++++ RECORDS SHOWN ++++

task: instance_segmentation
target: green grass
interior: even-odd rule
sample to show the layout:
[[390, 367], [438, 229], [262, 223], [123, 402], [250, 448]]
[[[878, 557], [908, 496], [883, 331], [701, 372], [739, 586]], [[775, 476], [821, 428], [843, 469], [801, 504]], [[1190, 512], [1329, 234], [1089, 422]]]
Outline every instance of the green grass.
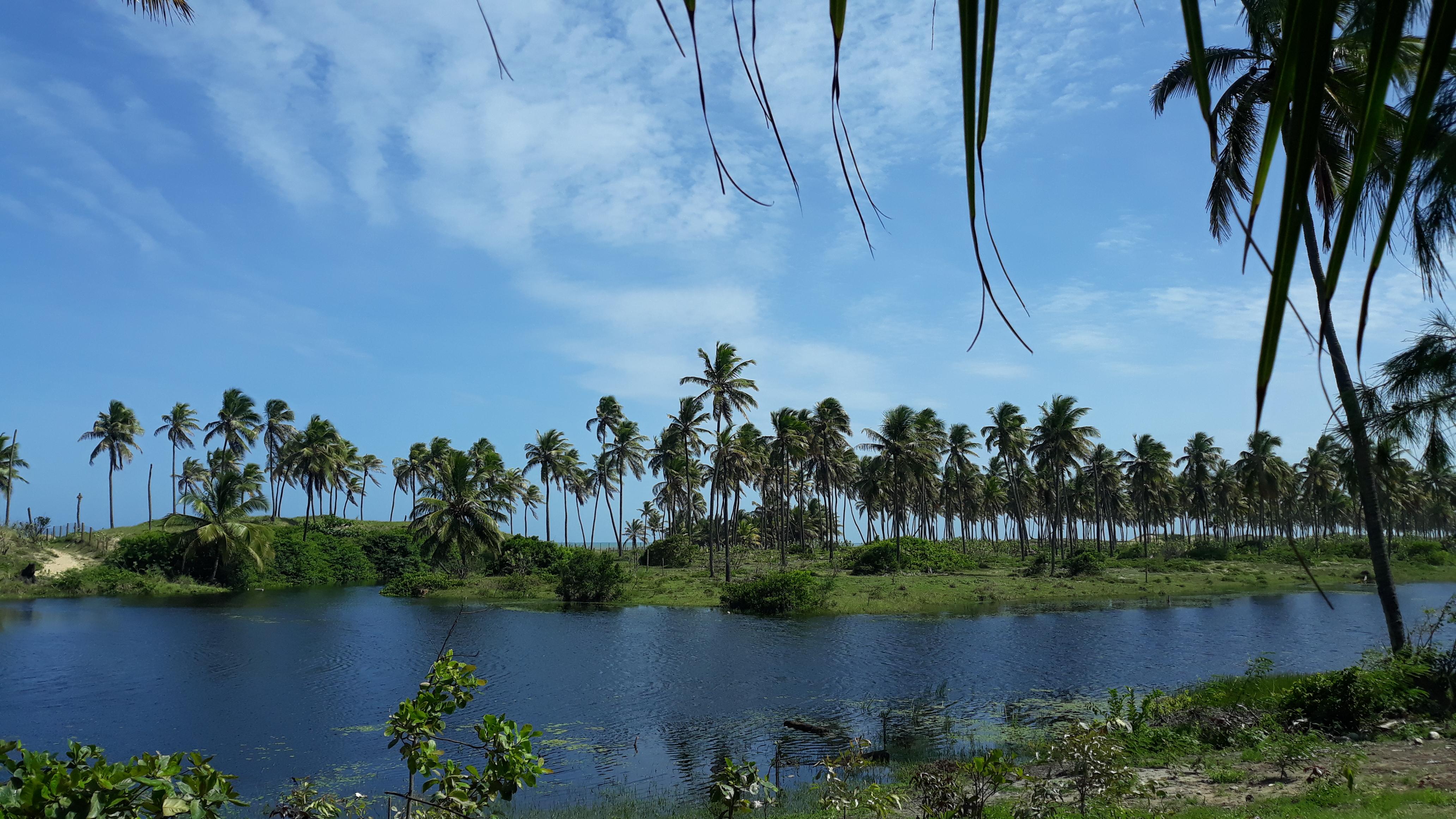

++++

**TASK DESCRIPTION**
Can you recast every line of the entries above as a Markdown table with the columns Row and Line, numbering the rows and leaving out blank lines and pictures?

**IN RESPONSE**
| Row | Line |
|---|---|
| 1 | task: instance_segmentation |
| 2 | target: green grass |
| 3 | interior: even-odd rule |
| 4 | sample to show the layout: |
| 5 | [[390, 367], [438, 229], [262, 223], [123, 402], [250, 448]] |
| 6 | [[[878, 557], [908, 496], [883, 331], [701, 372], [739, 586]], [[775, 476], [821, 428], [843, 469], [801, 504]], [[1190, 512], [1329, 234], [1089, 422]]] |
| 7 | Outline every instance of the green grass. |